(Dataset entries)
========================================================================
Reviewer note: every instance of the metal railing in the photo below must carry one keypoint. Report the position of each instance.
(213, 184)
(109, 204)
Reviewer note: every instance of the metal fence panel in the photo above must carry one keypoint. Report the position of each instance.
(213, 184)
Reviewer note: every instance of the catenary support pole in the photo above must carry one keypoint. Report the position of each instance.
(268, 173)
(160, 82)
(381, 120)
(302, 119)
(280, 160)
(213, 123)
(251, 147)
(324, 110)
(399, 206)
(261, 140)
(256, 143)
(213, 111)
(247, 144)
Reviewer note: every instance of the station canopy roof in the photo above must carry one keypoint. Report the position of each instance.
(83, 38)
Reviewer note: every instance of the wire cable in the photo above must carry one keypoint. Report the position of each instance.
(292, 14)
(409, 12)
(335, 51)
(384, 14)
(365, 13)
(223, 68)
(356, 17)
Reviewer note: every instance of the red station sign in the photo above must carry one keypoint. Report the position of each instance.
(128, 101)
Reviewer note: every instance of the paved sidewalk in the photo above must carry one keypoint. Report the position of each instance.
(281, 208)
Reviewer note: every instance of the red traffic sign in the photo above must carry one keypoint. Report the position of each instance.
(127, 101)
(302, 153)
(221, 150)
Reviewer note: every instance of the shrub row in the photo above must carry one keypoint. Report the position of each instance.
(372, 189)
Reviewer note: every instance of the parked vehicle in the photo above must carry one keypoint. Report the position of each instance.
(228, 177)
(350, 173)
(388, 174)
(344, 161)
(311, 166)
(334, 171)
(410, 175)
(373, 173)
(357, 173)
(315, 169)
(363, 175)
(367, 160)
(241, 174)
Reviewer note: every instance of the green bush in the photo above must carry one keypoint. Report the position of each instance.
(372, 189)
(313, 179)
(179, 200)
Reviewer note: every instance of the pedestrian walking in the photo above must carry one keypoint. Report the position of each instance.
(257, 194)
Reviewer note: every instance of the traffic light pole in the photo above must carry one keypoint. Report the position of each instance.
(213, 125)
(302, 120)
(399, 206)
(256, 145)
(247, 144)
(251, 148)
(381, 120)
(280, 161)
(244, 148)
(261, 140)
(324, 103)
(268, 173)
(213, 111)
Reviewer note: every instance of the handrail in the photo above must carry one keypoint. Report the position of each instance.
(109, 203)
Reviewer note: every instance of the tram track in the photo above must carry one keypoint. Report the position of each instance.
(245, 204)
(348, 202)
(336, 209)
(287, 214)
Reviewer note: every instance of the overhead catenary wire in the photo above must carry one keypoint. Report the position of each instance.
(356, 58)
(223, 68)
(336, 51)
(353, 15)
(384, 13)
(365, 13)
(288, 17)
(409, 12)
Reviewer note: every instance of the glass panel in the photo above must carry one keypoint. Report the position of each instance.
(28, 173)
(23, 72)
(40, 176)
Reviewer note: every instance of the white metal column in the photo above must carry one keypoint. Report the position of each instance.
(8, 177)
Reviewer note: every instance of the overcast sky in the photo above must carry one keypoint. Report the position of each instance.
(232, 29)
========================================================================
Required action: Would you write the records out again, word for word?

Result of the exercise:
Reviewer note: every instance of the metal railing in the photo below must carry one keypoint. Report the position of each instance.
(213, 184)
(109, 204)
Reviewer note: every instance of the metal fence panel in the photo above must carry one keypoint. Report the position of each instance.
(213, 184)
Reviewer note: every instance of the catenary support pole in the photo above must carry one keypoint. Report the position of each instance.
(268, 173)
(160, 82)
(381, 120)
(302, 119)
(280, 160)
(213, 123)
(251, 147)
(324, 110)
(399, 206)
(261, 140)
(256, 143)
(213, 111)
(247, 144)
Reviewer note: every instance of the station canopy roof in the photo above must carry one keypoint. Report the position of each instance.
(83, 38)
Reviewer note: every instance of the wire cable in the photo above must carry one keypoint. Report the position of each instance.
(292, 14)
(409, 12)
(335, 51)
(384, 14)
(365, 13)
(223, 68)
(356, 17)
Reviewer note: every instance of the red station sign in the photo above must carry one keypoint. Report the position of each instance.
(128, 101)
Reviewer note: every instance of the paved sidewalk in the photo above must carry one keypoint. Report the position of each instance.
(281, 208)
Reviewer note: every instance of the red traffic sign in the photo above must carry one keypoint. Report the position of each instance.
(127, 101)
(302, 153)
(221, 150)
Reviewer note: every instance of the shrub row in the photo above must carry one keypoint. Report the position of each instance.
(372, 189)
Reviewer note: every instance of the parked vehicle in the photo above must carry one keypoint. Report the position of each instance.
(228, 177)
(350, 173)
(388, 174)
(344, 161)
(311, 166)
(334, 171)
(410, 175)
(373, 173)
(357, 173)
(315, 169)
(363, 175)
(367, 160)
(241, 174)
Reviewer note: every instance of the green bush in the photo above must carry one keypoint. Report the position of each instance.
(372, 189)
(313, 179)
(179, 200)
Reviewer note: every instance of the pedestrian walking in the photo above must carry one keypoint. Report the position of each instance.
(257, 194)
Reviewer note: every instance of the traffic light pole in the photo above must carry one keypoint. Report the position of each instance.
(213, 125)
(302, 120)
(399, 206)
(256, 145)
(247, 144)
(251, 148)
(381, 120)
(280, 161)
(244, 148)
(261, 140)
(324, 103)
(268, 173)
(213, 111)
Reviewer note: every instance of the handrail in the photo above must carry one keypoint. Report the position of each instance.
(109, 203)
Reviewer note: every instance of the tram track in the photo above must carry one keypoint. Report the position of each instance.
(245, 204)
(348, 202)
(336, 209)
(287, 214)
Reviewer note: every instance of the overhead catenary wire in the photo above must carry one keypoint. Report the position of each instance.
(356, 58)
(223, 68)
(336, 51)
(353, 15)
(384, 13)
(365, 13)
(288, 17)
(409, 12)
Reviewer note: every instance of the glass panel in the photo above must carry one keypoint. Report the position of each instance.
(28, 173)
(23, 72)
(40, 176)
Reviewer note: every instance of the white metal column in the photo above must carry one keypoint. Report the position of each instance.
(8, 177)
Reviewer note: every instance of the overcast sky in the photo above must carry one keypoint. Report the position of each instance.
(232, 29)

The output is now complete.